→ Source records:
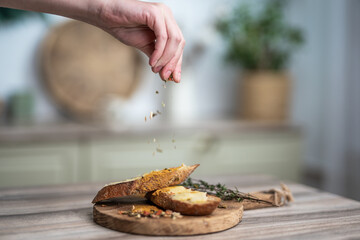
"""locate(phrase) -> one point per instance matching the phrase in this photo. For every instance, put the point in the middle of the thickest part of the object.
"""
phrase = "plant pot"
(265, 96)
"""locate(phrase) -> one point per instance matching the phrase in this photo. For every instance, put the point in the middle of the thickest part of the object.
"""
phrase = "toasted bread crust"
(164, 200)
(148, 182)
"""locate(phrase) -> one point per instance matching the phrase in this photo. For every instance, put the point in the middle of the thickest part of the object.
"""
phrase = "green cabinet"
(103, 159)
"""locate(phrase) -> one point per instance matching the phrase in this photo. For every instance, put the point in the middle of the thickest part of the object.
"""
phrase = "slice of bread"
(145, 183)
(185, 201)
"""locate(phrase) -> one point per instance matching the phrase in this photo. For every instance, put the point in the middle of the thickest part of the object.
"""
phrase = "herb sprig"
(221, 191)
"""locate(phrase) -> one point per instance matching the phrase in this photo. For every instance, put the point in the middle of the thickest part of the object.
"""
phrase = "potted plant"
(261, 43)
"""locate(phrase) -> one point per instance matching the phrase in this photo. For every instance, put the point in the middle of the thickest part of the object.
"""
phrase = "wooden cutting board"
(107, 215)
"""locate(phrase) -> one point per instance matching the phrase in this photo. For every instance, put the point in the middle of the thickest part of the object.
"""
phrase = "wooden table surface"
(65, 212)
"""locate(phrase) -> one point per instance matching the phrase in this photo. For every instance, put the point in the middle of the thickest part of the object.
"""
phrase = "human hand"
(150, 27)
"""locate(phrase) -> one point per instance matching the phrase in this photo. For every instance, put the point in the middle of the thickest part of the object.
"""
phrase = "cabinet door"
(117, 159)
(38, 164)
(272, 153)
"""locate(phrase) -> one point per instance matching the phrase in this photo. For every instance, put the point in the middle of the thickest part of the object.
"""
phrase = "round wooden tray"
(82, 66)
(107, 215)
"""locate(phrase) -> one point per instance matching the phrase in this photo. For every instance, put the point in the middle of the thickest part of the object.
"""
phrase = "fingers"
(159, 28)
(168, 47)
(177, 71)
(173, 67)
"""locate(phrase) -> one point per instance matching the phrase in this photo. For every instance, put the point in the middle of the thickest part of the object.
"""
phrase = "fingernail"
(167, 75)
(178, 76)
(158, 68)
(154, 62)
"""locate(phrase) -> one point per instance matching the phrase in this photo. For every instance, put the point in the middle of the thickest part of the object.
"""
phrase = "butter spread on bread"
(145, 183)
(184, 201)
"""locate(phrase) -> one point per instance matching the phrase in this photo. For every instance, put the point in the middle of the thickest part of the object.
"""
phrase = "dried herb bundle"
(221, 191)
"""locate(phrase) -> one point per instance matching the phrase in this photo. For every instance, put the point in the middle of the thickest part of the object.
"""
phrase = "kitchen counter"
(65, 212)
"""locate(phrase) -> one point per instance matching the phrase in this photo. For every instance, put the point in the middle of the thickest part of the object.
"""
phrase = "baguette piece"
(145, 183)
(184, 200)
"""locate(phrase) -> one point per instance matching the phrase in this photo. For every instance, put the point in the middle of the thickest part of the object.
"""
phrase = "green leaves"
(262, 40)
(219, 190)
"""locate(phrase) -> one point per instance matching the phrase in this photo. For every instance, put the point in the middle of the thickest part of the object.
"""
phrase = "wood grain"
(65, 212)
(221, 219)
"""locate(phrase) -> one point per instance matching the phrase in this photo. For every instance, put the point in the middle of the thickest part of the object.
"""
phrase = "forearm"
(84, 10)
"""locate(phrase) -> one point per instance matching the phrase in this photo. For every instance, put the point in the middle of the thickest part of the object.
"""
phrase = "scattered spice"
(150, 211)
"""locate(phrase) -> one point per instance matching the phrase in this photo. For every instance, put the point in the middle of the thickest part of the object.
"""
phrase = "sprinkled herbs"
(220, 191)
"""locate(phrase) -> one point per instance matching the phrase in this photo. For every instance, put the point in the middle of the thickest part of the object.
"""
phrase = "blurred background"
(267, 88)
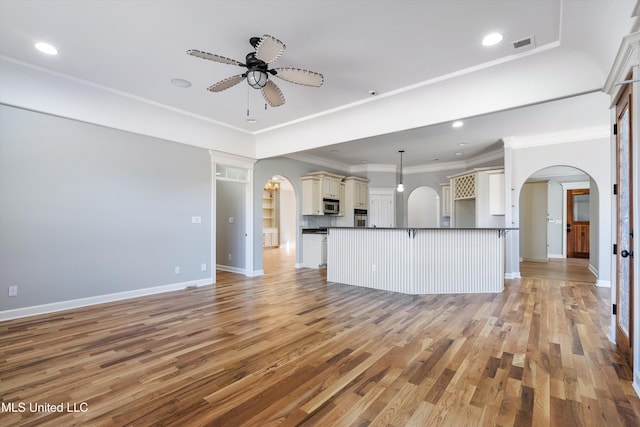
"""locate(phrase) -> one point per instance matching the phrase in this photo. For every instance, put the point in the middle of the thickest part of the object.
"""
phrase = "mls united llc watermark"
(22, 407)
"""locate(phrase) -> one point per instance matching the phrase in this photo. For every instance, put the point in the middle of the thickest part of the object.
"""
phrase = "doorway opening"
(558, 215)
(423, 208)
(278, 225)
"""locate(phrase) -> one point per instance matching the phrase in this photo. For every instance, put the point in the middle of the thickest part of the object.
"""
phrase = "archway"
(278, 224)
(550, 227)
(423, 208)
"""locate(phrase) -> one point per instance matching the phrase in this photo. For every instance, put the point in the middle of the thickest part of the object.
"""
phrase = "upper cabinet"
(358, 191)
(478, 198)
(317, 186)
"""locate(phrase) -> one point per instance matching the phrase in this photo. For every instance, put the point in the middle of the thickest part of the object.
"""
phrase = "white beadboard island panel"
(418, 260)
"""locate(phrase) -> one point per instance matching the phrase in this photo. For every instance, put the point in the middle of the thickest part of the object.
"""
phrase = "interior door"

→ What you will do: Every line of text is to be repeated exactly; pictures are left out.

→ Answer to this task:
"""locate(phrase) -> one point per instance matching the phrase in this photo. For every instance, put the point in the middle of the thickest part of the object.
"""
phrase = "plant pot"
(265, 96)
"""locate(phrase) -> one point per instance matching the phrase in this photo. For every instance, put the point in the middle of the thickest part of the object.
"""
phrase = "toasted bread crust"
(164, 200)
(148, 182)
"""locate(phrase) -> one point per instance matching the phrase in this photo. For every instance, put the point in the middle of the thickest part of the object.
"""
phrase = "green cabinet"
(103, 159)
"""locate(phrase) -> one point per instance matching the phrase in this photo. For every instance, put the point in the middle of the thickest part of the object.
"""
phrase = "slice of bread"
(145, 183)
(185, 201)
"""locate(phrase) -> one point per instance matching the phrase in this photo. For every instance, put the point in the middle of the thickest part of the object.
"""
phrase = "herb sprig"
(221, 191)
"""locate(phrase) -> one point per instance matching the phrase in this photo. For every instance, put the point in the middle of the thickest part of the object.
"""
phrase = "potted plant"
(261, 43)
"""locate(phrase) -> one point per instance matching the phrase in this photo. For every instance, put the point in the middle of the thickest part of the object.
"""
phrase = "wooden cutting board"
(107, 215)
"""locate(phrase) -> one point per instance matching the phrase in this photo. For every instance, put the point in the middle of the thickest part of the object.
"""
phrase = "wooden table surface"
(65, 212)
"""locate(phrase) -> one point per instance matching the phrase in this photo. For every instance, put the point in the middle of the thickest part of the object.
"""
phrase = "human hand"
(150, 27)
"""locate(phrase) -> one point per instance matching the phrase in this photo. For every instance, put the point in the middle of the thickest part of the object.
"""
phrase = "cabinet door"
(117, 159)
(38, 164)
(272, 153)
"""locate(phrase) -> one point per instance matching the phrase in this photo. For every instance, put the point in the middle of the thickest part of the object.
"""
phrase = "round wooden tray"
(82, 66)
(107, 215)
"""locate(phrase) -> one point per instance matching the phrase in this photo. For every instance, put the point in the middle of the thickest part of the object.
"""
phrase = "fingers"
(159, 28)
(168, 47)
(177, 71)
(173, 67)
"""locate(phrase) -> one point per instance matching the phrase in this photo. For every instance, put the point in the middle of the thickest part of the object.
"""
phrase = "fingernail"
(167, 75)
(178, 76)
(158, 68)
(154, 62)
"""locate(phrase) -> one point per instance matching the phrase in this photo. For every instance, put the point in the middle of the thickest part of the object.
"""
phrase = "butter spread on bread"
(145, 183)
(184, 201)
"""locate(phrase) -> one point per instance matching the phrase in this photo. For every instance, put the point in the middle of the thickest part of the object.
"""
phrase = "dried herb bundle"
(221, 191)
"""locate(phrase) -> one point per instance matching the phrase in this photo. For every instance, put the point in the middle of the thickest part of the object.
"""
phrase = "kitchen counter"
(65, 212)
"""locate(phrase) -> one point per instance matching the phrase in this photo. For every instance, put the point in the middle of the thickest part of the object.
"""
phrase = "baguette piece"
(145, 183)
(184, 200)
"""locate(phrase) -> one point per instance matching the phrase in this photo. For every instance, put the point in the middle of the thickest part of the object.
"""
phrase = "green leaves"
(262, 40)
(219, 190)
"""locate(phrase) -> one point per instance matching the phrase in this photo. For every instance, put the point in the middle of the thickest part of the object.
"""
phrase = "wood grain"
(65, 212)
(221, 219)
"""locate(phrase) -> one point per instance matching the phrase in this photo. For every instance, put the point in the middle of the thickest part of the object.
"""
phrase = "forearm"
(84, 10)
"""locate(phrase) -> one point per instance matching the phrase in this photo. For every instance, put the point in the middle of the thickest part of the object.
"""
phrase = "scattered spice"
(150, 211)
"""locate(phrase) -> one point per instance matching the phrase in this photo. For every instance, put the point in the middle of the thickest part of the object.
"""
phrase = "sprinkled herbs"
(220, 191)
"""locate(phrase) -> one point per instance matching the phrase in this photo. For every instance, put the point in the middle of the thickest part of the object.
"""
phrase = "blurred background"
(267, 88)
"""locate(phrase) -> one point per instance matching the phrase in this photo. For every instance, put the point in the middle of the thickest part of the object.
"""
phrase = "mls united llc watermark"
(22, 407)
"""locate(phrase) -> one point per instance matching the phrase in this photo. For every instance, put the point in the middle of the thickest part of the object.
"""
phrase = "doorway opening"
(558, 215)
(423, 208)
(278, 225)
"""locate(phrase) -> one point per instance matching the phrase in this photo. For every instance, put the point in the middle of the thickest part of the object.
"""
phrase = "archway"
(278, 224)
(550, 227)
(423, 208)
"""locate(phrase) -> one point per instance matching the phrase in this photo. For every instance, put the point in the middle of the thickest part of the object.
"""
phrase = "upper cabinet"
(358, 191)
(478, 198)
(317, 186)
"""locate(phrase) -> one point per instance matching the phrase in this photo. For every instance, put the point in the middle of the thickest part of the object.
"""
phrase = "white beadboard island panel"
(418, 260)
"""locate(phrase) -> one point per instance matching the phrase in this photo. For every instance, put the point in the middle of the thickest part of the object.
"""
phrase = "interior door"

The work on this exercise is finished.